Instructions for the task:
Return, exactly as written, all lines from the line containing "Where can you spot the window" to the end of the entries below, with both ends included.

[Data for processing]

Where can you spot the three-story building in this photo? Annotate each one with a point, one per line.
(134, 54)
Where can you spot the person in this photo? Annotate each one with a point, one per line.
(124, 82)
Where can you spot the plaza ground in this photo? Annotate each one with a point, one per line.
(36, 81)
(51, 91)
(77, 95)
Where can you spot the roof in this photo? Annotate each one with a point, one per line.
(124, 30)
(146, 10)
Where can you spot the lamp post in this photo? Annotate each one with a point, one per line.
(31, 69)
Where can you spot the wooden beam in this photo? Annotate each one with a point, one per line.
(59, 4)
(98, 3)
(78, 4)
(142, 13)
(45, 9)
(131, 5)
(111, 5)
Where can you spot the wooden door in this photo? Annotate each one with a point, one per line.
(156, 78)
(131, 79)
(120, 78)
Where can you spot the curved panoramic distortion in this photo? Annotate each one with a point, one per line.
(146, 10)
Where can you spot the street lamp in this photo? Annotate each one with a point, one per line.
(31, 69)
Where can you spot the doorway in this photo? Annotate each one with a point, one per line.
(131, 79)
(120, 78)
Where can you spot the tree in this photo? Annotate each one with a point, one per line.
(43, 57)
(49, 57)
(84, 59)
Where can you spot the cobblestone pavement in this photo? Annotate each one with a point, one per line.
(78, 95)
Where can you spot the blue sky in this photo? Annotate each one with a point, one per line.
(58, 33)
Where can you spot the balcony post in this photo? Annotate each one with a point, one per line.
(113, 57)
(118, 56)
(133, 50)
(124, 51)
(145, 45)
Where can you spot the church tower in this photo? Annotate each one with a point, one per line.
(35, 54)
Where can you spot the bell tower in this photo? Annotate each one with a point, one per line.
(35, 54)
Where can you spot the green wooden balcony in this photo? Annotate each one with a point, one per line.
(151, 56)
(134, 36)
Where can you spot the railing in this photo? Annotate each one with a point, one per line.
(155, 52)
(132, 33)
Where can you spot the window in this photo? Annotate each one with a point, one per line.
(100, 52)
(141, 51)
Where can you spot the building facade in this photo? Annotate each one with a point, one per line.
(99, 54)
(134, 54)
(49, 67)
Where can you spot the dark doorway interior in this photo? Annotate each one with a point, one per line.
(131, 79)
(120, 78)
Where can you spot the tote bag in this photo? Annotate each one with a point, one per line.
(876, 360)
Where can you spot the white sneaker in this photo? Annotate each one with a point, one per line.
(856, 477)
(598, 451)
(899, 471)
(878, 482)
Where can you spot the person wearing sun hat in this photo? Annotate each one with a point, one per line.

[/Data for processing]

Solution below:
Where can you spot the window in this photo? Annotate each one with a point, one per line.
(100, 52)
(141, 51)
Where can you spot the building facade in this photo? Annotate each one with a point, one per line.
(99, 54)
(134, 54)
(49, 67)
Where can you spot the dark doorway interior in this photo? Annotate each one with a point, one per line.
(131, 79)
(120, 78)
Where can you spot the tote bag in this photo? Annotate each one with a point, one per line.
(876, 360)
Where can you spot the white sneaker in this photo? Annotate each one with a point, one per line.
(856, 477)
(598, 451)
(899, 471)
(878, 482)
Where can you spot the person wearing sun hat in this photo? Annotate each one with a point, one per line.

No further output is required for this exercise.